Work to complete:
How many lines of the records below contain the word "with"? Give only the number.

Given records:
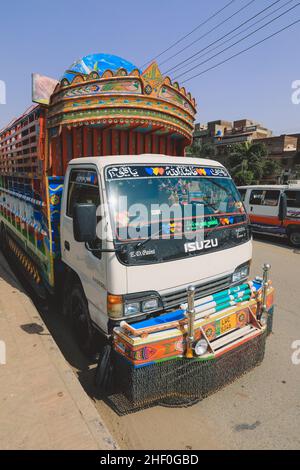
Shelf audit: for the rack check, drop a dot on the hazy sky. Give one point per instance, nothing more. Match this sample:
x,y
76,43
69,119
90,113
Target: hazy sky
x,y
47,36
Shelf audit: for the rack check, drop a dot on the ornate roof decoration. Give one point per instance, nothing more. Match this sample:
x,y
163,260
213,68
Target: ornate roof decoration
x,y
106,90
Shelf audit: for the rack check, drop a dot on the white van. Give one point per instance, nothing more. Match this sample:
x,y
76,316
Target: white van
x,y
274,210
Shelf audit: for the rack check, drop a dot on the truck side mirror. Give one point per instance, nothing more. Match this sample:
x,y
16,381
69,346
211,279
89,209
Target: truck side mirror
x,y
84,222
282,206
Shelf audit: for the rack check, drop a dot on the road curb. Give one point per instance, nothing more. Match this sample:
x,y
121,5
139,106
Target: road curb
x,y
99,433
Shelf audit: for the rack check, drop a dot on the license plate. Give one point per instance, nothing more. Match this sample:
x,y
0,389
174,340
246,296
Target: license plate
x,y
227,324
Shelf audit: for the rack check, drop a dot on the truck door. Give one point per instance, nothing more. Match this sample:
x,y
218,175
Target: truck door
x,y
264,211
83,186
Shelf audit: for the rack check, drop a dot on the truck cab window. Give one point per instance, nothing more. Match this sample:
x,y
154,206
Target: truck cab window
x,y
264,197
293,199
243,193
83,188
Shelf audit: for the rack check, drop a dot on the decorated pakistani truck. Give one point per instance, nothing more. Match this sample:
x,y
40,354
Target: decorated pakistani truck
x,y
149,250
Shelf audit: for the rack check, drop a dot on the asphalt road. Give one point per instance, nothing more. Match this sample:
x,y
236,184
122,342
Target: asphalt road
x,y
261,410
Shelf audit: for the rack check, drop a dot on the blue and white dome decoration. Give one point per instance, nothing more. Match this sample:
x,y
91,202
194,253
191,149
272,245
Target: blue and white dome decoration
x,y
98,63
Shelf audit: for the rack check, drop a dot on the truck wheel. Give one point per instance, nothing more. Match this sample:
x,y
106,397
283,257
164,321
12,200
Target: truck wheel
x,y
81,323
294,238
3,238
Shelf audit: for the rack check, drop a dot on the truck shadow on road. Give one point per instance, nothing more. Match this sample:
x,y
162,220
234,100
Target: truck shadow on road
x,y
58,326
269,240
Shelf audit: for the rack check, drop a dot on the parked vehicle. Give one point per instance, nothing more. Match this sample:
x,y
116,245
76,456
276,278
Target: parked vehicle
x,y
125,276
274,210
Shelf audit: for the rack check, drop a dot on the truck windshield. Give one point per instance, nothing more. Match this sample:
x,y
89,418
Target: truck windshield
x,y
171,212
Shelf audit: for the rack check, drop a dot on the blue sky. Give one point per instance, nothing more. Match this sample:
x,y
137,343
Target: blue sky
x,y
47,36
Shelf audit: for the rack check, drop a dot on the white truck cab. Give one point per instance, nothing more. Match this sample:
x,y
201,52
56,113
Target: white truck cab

...

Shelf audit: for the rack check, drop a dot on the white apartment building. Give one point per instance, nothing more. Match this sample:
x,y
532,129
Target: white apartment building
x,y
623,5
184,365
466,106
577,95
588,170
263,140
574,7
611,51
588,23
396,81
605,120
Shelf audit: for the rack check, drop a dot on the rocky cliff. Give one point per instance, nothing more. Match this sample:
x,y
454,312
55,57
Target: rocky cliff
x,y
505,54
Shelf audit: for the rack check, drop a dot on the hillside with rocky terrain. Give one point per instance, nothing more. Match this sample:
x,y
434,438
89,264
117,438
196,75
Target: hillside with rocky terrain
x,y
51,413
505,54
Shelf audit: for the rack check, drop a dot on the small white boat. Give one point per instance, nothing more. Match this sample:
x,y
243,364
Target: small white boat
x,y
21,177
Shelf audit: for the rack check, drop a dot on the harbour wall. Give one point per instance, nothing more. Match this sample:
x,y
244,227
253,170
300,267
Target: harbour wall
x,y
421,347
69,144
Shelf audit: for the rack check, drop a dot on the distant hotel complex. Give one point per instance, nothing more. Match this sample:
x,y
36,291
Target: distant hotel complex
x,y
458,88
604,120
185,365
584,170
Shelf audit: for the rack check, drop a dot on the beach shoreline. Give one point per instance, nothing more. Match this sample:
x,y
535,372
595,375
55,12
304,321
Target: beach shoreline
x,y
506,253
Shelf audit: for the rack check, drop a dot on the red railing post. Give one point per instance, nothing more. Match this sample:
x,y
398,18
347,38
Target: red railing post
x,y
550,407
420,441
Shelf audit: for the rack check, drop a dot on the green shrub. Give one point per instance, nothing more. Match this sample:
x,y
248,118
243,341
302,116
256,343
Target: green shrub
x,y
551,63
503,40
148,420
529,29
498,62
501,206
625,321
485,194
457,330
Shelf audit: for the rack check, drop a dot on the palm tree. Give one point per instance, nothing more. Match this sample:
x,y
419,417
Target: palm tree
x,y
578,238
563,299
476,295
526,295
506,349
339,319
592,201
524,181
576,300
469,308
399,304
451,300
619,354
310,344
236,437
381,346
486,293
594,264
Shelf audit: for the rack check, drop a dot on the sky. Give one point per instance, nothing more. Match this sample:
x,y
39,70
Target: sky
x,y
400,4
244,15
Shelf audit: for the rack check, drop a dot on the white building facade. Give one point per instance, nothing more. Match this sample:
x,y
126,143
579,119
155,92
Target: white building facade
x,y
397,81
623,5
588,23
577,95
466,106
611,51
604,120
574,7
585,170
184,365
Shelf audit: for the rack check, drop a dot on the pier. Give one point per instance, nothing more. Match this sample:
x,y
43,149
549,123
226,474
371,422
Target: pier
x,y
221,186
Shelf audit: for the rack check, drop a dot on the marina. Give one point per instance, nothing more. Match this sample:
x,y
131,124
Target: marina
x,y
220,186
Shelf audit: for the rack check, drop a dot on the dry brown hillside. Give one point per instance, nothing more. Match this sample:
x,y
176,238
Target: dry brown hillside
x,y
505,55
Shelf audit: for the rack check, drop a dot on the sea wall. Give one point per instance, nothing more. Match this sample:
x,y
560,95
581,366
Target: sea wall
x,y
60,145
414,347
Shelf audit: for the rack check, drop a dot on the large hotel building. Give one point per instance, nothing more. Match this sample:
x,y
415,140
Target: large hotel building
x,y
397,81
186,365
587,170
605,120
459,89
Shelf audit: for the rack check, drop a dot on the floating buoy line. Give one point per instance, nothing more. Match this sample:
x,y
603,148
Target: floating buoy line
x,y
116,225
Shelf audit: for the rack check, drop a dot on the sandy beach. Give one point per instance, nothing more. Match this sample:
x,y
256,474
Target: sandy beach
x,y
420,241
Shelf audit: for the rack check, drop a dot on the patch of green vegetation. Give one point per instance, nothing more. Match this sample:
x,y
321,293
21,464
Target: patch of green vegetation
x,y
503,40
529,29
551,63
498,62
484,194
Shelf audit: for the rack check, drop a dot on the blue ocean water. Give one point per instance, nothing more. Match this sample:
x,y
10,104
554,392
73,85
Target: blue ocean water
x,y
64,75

Output for this exercise:
2